● What you need to do
Nothing left out, nothing added: return the full set of records.

*** Dataset entries Section Begins ***

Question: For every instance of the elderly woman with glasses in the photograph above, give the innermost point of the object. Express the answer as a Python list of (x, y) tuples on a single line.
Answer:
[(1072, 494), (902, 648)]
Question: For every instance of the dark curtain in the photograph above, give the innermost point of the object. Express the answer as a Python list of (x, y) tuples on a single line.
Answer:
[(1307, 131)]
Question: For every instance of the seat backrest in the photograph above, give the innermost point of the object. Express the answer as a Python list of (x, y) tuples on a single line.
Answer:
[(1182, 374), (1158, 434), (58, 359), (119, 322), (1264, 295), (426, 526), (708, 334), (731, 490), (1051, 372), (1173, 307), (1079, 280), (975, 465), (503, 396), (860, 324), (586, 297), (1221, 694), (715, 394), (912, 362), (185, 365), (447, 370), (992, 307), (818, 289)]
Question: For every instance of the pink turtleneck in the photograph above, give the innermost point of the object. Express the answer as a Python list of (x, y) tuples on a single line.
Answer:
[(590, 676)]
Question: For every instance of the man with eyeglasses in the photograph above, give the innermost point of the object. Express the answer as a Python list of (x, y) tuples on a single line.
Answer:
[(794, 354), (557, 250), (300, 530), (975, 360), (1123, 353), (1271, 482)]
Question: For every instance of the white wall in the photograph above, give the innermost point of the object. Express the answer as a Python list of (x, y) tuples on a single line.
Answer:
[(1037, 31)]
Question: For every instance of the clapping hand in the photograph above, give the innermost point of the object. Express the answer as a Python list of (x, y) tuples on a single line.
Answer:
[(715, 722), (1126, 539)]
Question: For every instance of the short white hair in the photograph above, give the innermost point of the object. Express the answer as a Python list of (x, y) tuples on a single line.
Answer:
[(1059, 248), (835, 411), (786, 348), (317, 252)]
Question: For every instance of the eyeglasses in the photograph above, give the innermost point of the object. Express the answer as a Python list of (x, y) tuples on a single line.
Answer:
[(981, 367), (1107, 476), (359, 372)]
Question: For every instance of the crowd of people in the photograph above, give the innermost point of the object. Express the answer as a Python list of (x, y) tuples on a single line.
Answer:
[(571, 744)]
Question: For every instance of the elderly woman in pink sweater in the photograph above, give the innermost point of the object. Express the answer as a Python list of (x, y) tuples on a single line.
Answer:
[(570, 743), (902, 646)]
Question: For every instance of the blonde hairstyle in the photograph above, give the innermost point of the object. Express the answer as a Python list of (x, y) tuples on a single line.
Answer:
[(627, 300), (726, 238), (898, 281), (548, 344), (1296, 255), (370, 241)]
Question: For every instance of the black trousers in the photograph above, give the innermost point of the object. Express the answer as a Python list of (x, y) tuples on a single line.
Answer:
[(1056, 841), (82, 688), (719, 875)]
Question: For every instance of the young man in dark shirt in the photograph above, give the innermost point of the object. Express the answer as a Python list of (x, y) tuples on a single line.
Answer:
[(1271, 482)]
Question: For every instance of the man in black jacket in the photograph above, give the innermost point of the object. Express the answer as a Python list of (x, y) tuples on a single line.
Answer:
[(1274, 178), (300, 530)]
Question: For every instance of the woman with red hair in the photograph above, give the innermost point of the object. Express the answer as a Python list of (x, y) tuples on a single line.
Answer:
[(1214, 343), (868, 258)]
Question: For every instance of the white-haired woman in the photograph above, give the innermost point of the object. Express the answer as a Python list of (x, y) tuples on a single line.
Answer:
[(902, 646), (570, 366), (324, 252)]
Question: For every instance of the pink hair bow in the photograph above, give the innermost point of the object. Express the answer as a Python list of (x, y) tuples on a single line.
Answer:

*** Dataset entries Section Ends ***

● Task result
Question: For every instance of the elderly woman with glasses in the photograph above, give the innermost point of the object. Express the answer as a Python list of (x, y) tuples on a single line.
Answer:
[(1072, 494), (902, 648)]
Question: For every instance of the dark curtain in the photograph above, give the innermost point of the object. Express the answer as a Python list of (x, y) tuples on a single line.
Answer:
[(1307, 131)]
Question: For every instance of the seat backrest in the photograph above, give the innermost point of the object. Express the answer as a Python list of (x, y) tuples on a single line.
Answer:
[(1182, 374), (1158, 434), (58, 359), (119, 322), (1264, 295), (426, 526), (708, 334), (731, 490), (1051, 372), (1173, 307), (1079, 280), (975, 465), (503, 396), (860, 324), (586, 297), (1221, 694), (715, 394), (912, 362), (185, 365), (447, 370), (992, 307), (818, 289)]
Question: For every instance of the pink turtleneck in the photograph above, give the innermost point of the object. Express the answer as a Python list of (x, y) tuples on a single line.
Answer:
[(590, 676)]
Question: For every instance of the man with eyeglasses in the photograph above, give the innermost point of the object. Express the answer as a Python list of (x, y) tuples on a single line.
Answer:
[(794, 354), (557, 250), (300, 530), (975, 360), (1123, 353), (1271, 482)]
Question: For every instance of the white wall in the photograph above, give the innermost point of the object. Express the answer as a Python list of (x, y) tuples on a single line.
Answer:
[(1037, 31)]
Question: For every instance of the clapping hand in the photograph above, give the innermost point of the object. Express the answer as a Python list of (x, y) tuples on a single line.
Answer:
[(715, 722), (1126, 539)]
Question: For every instance of the short white hair in the photograph above, give the innermost point of the object. Express the answer as a Python list of (x, y) tuples on a single line.
Answer:
[(1059, 248), (835, 411), (786, 348), (317, 252)]
Question: For every instance of the eyeglasses in the photograph above, give the innermost point of the object. Express the answer as a Python list of (x, y) tuples on a single line.
Answer:
[(981, 367), (1107, 476), (359, 372)]
Question: For every instance of the crowd of people in the photograph above, give the innermost point of the object. Express the answer as a Python list of (x, y) tuples on a single line.
Answer:
[(571, 744)]
Question: For every instance of the elderly woman in pink sweater in the photograph above, give the innermost point of the object. Express the answer as a Python list of (x, y) tuples on a single line.
Answer:
[(570, 743), (902, 646)]
Question: For every instance of the blonde hairstyle in the photograph above, give the innermost point of the object. Express the answer as a Python list of (x, y) tuples on a single line.
Answer:
[(627, 300), (726, 238), (898, 281), (548, 344), (1296, 255), (370, 241)]
Question: For every instance of the black trousers in the photograph above, give the innermost point of the object. Express the answer as a Python list of (x, y) tuples on a single line.
Answer:
[(1056, 841), (82, 688), (719, 875)]
Question: For every instance of the young man in dark shirt in the photograph above, give the innermost point of the object. Express the answer as a Python list of (x, y) tuples on a single line.
Answer:
[(1271, 482)]
Question: For every instance of the man in black jacket in the photograph above, give the innermost point of the object. Express the answer as a Python list of (x, y) tuples on a single line.
Answer:
[(1274, 178), (300, 530)]
Question: For every instance of the woman with red hair in the photograph above, give the innermost point of the object. Express the answer as a Python list of (x, y) tuples on a single line.
Answer:
[(1214, 343), (868, 258)]
Question: For every instance of the white-haired woman in the photograph above, give the innermost point of the object. Express the answer as a Python list of (x, y) tuples on a single line.
Answer:
[(902, 646), (570, 366), (324, 252)]
Question: For every instance of the pink hair bow in the photograph above, give the innermost point of the object. Express the answer as a Python list of (x, y) tuples on a single line.
Answer:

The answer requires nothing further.